→ **Set tasks**:
(A) In the passage on sex pilgrimage, quote the text between "Viewing the situation" and "is morally corrupt?", inclusive.
(B) The passage on sex pilgrimage names several things that witnessed and absorbed the behavior of one fling. List every one of them.

→ **Source**:
[START]

In 2006 I reviewed for Perceptive Travel a somewhat academic book about the controversial practice of “sex pilgrimage”, traveling for the purpose of sexual adventure. I’m no proponent of behavior that often falls outside the bounds of a traveler’s own culture as well as severely straining mores at international destinations. I warned the assigning editor he probably had more optimistic reviewers in his stable of cutting-edge travel writers. But he couldn’t find anyone who wanted to be associated with the dense “history & how-to cum memoir”. Shipping it from Nashville, Tennessee to Istanbul was his best option.

Viewing the situation from the sex-toured Near East and my five years in South East Asia, it’s clear that one forgettable fling has the power to affect systems far larger than the person, family, village or region which witnessed and absorbed the behavior. Plus, the environment of sexual predation many Western women face overseas is bound to be heightened by the wanton choices of sex pilgrims. Travelers and expatriates like me strive to modulate our behavior to find social acceptance with native friends, families and colleagues, aware we must differentiate ourselves from sexual opportunists who don’t have to lie in the messy bed they’ve made.

Which cultural product are sex tourists exporting? Is the practice of hot-and-bothered globetrotters empirical evidence that Western culture is morally corrupt?

[END]

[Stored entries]
[START]

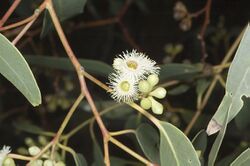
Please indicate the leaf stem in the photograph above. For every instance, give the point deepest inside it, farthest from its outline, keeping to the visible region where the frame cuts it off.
(9, 12)
(121, 132)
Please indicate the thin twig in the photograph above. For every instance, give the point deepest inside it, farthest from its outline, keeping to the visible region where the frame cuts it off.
(203, 30)
(9, 12)
(24, 30)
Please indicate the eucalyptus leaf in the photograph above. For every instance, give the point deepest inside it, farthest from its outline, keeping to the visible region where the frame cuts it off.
(243, 159)
(14, 68)
(218, 141)
(202, 85)
(200, 141)
(148, 139)
(64, 9)
(242, 119)
(80, 160)
(175, 147)
(237, 86)
(62, 63)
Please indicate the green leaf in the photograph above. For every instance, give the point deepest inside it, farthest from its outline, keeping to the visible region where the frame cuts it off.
(91, 66)
(202, 85)
(218, 141)
(14, 68)
(148, 139)
(237, 86)
(80, 160)
(175, 147)
(242, 119)
(200, 141)
(243, 159)
(179, 71)
(64, 9)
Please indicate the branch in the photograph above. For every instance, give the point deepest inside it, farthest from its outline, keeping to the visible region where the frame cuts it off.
(9, 12)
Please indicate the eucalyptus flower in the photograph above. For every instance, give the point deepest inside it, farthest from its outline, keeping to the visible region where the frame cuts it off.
(135, 65)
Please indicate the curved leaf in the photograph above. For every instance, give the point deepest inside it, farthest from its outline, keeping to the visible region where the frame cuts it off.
(175, 147)
(243, 159)
(200, 141)
(14, 68)
(91, 66)
(148, 139)
(237, 85)
(64, 10)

[END]

→ **Answers for the exercise**:
(A)
Viewing the situation from the sex-toured Near East and my five years in South East Asia, it’s clear that one forgettable fling has the power to affect systems far larger than the person, family, village or region which witnessed and absorbed the behavior. Plus, the environment of sexual predation many Western women face overseas is bound to be heightened by the wanton choices of sex pilgrims. Travelers and expatriates like me strive to modulate our behavior to find social acceptance with native friends, families and colleagues, aware we must differentiate ourselves from sexual opportunists who don’t have to lie in the messy bed they’ve made.

Which cultural product are sex tourists exporting? Is the practice of hot-and-bothered globetrotters empirical evidence that Western culture is morally corrupt?

(B)
- person
- family
- village
- region